Muneoka was heading to a conference in Australia when he heard about Katrina and hurried home. His wife and two children had safely evacuated to Georgia, but his home was severely damaged.
After Tulane closed, Bryant and Gardiner offered Muneoka their lab and office space as well as their Newport Beach home. Muneoka and his family plan to stay at least until the end of the quarter. His students moved into on-campus housing.
“People have donated bedding, clothing, TVs and furniture to my six people,” Muneoka says. “They’re helping in any way they can to bring our lives back to normal.”
Ken and the Tulane contingent aren’t the only ones who have found a temporary home at UCI. Pamela Waldron-Moore, chair of political science at Xavier University, will spend fall quarter as a visiting associate professor of political science in UCI’s School of Social Sciences.
About 12 graduate students and 14 undergraduates have come from New Orleans schools, including Tulane, Xavier, Loyola University and the University of New Orleans. Students’ numbers have fluctuated as they decide to stay or head elsewhere. They’re here as visiting scholars, so UCI can waive tuition and sort through details of their financial aid on a case-by-case basis.
Zack St. Onge, a senior computer science major at Loyola, came with just the few clothes he’d packed before fleeing Katrina. He was told not to worry about tuition and other costs while the university processes his paperwork, and he was provided with a furnished student apartment, bedding and necessities.

What to do —
a) Answer each question using the passage about Katrina evacuees at UCI.
(i) To which state had Muneoka's wife and two children evacuated?
(ii) What position does Pamela Waldron-Moore hold at Xavier University?
(iii) What is Zack St. Onge's major at Loyola?
b) Reproduce the passage about Katrina evacuees at UCI from "After Tulane closed, Bryant" to "into on-campus housing.".
c) List every New Orleans school that the passage about Katrina evacuees at UCI names as a source of the students who came to UCI.

Stored data —
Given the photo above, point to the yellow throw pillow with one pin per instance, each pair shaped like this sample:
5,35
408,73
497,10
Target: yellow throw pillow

Answers to each task —
a)
(i) Georgia
(ii) Chair of political science
(iii) Computer science

b)
After Tulane closed, Bryant and Gardiner offered Muneoka their lab and office space as well as their Newport Beach home. Muneoka and his family plan to stay at least until the end of the quarter. His students moved into on-campus housing.

c)
Tulane
Xavier
Loyola University
University of New Orleans